▶ WHAT IS EXPECTED
Print the lines that run from the line with "positive clicks: (14, 146) (11, 149)" to the line with "positive clicks: (296, 146)", keeping both end lines, exactly as they appear in the entries below, and nothing else.

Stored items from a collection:

═══

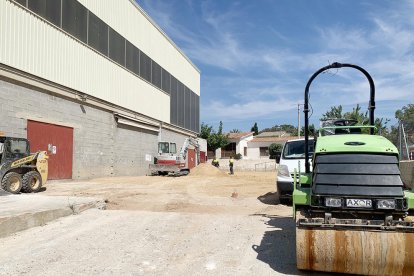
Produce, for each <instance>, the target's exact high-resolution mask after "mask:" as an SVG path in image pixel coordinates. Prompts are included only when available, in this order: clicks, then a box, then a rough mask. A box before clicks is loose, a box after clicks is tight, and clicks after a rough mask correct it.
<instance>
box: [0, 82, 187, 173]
mask: <svg viewBox="0 0 414 276" xmlns="http://www.w3.org/2000/svg"><path fill="white" fill-rule="evenodd" d="M27 120H34V121H39V122H44V123H52V124H56V125H63V126H67V127H72V128H73V129H74V137H73V171H72V178H73V179H85V178H94V177H105V176H122V175H145V174H146V173H147V171H148V165H149V164H150V163H152V162H153V157H154V156H156V154H157V143H158V133H157V132H151V131H147V130H143V129H139V128H134V127H126V126H125V127H124V126H122V125H119V126H118V125H117V123H116V122H115V119H114V116H113V114H112V113H111V112H108V111H106V110H103V109H100V108H96V107H94V106H91V105H87V104H82V102H80V101H76V100H70V99H66V98H61V97H58V96H54V95H52V94H50V93H48V92H46V91H39V90H36V89H34V88H30V87H23V86H21V85H18V84H14V83H10V82H7V81H4V80H0V131H3V132H5V133H6V135H8V136H14V137H23V138H27V129H26V128H27ZM162 134H163V135H164V138H165V139H171V140H172V141H175V142H176V143H177V148H178V150H179V148H180V147H181V146H182V143H183V142H184V139H185V138H186V136H184V135H181V134H177V133H175V132H172V131H168V130H163V132H162ZM164 138H163V139H164ZM146 155H147V157H148V155H149V156H151V160H150V161H148V160H146Z"/></svg>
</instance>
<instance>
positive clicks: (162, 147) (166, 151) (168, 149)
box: [158, 142, 177, 155]
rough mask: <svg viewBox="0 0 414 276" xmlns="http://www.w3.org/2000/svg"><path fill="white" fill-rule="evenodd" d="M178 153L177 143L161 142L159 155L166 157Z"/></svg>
mask: <svg viewBox="0 0 414 276" xmlns="http://www.w3.org/2000/svg"><path fill="white" fill-rule="evenodd" d="M176 153H177V145H176V144H175V143H170V142H159V143H158V154H159V155H165V154H176Z"/></svg>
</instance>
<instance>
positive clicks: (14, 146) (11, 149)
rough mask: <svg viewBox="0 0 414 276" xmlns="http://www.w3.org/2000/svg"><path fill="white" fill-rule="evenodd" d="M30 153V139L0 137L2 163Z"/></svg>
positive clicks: (9, 137) (7, 137)
mask: <svg viewBox="0 0 414 276" xmlns="http://www.w3.org/2000/svg"><path fill="white" fill-rule="evenodd" d="M29 155H30V146H29V141H28V140H27V139H24V138H14V137H6V136H2V137H0V160H1V164H4V163H6V162H9V161H13V160H17V159H20V158H24V157H26V156H29Z"/></svg>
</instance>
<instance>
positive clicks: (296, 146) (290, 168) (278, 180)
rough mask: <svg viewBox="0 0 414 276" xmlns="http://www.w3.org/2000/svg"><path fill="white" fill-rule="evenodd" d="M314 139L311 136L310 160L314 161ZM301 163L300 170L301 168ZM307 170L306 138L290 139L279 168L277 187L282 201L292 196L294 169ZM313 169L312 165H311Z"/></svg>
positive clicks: (288, 199)
mask: <svg viewBox="0 0 414 276" xmlns="http://www.w3.org/2000/svg"><path fill="white" fill-rule="evenodd" d="M313 149H314V140H313V138H309V161H310V162H312V156H313ZM299 164H300V170H299ZM295 169H296V171H297V172H299V171H300V172H304V171H305V139H304V138H301V139H295V140H289V141H287V142H286V143H285V146H284V147H283V150H282V154H281V156H280V161H279V166H278V170H277V180H276V188H277V192H278V194H279V200H280V202H286V201H288V200H290V199H291V198H292V193H293V174H294V171H295ZM311 169H312V166H311Z"/></svg>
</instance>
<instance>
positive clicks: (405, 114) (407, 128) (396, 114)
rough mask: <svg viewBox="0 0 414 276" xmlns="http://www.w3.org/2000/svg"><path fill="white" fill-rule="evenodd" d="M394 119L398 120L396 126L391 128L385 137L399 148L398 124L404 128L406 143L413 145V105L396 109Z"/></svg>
mask: <svg viewBox="0 0 414 276" xmlns="http://www.w3.org/2000/svg"><path fill="white" fill-rule="evenodd" d="M395 118H396V119H397V120H398V125H395V126H391V130H390V131H389V133H387V135H386V137H387V138H388V139H389V140H390V141H391V142H393V143H394V145H396V146H397V147H398V146H399V143H400V141H399V125H400V123H402V124H403V126H404V131H405V135H406V137H407V140H408V143H409V144H413V143H414V104H408V105H406V106H403V107H402V108H401V109H398V110H397V111H396V112H395Z"/></svg>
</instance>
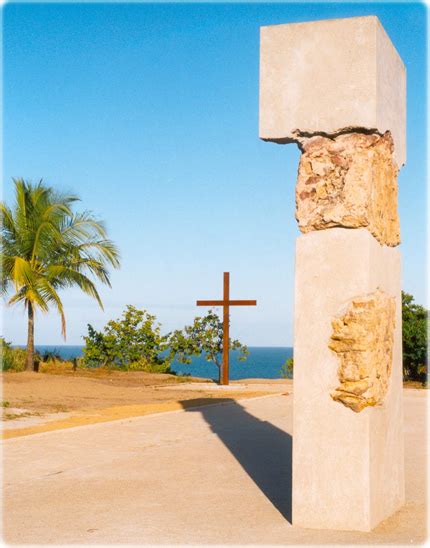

═══

▶ SOLUTION TO THE EXERCISE
positive clicks: (14, 146) (11, 149)
rough mask: <svg viewBox="0 0 414 276" xmlns="http://www.w3.org/2000/svg"><path fill="white" fill-rule="evenodd" d="M30 153V139L0 137L2 163Z"/></svg>
positive clicks: (9, 137) (7, 137)
mask: <svg viewBox="0 0 414 276" xmlns="http://www.w3.org/2000/svg"><path fill="white" fill-rule="evenodd" d="M29 155H30V146H29V141H28V140H27V139H24V138H14V137H6V136H2V137H0V160H1V164H4V163H6V162H9V161H13V160H17V159H20V158H24V157H26V156H29Z"/></svg>
</instance>
<instance>
positive clicks: (296, 146) (290, 168) (278, 180)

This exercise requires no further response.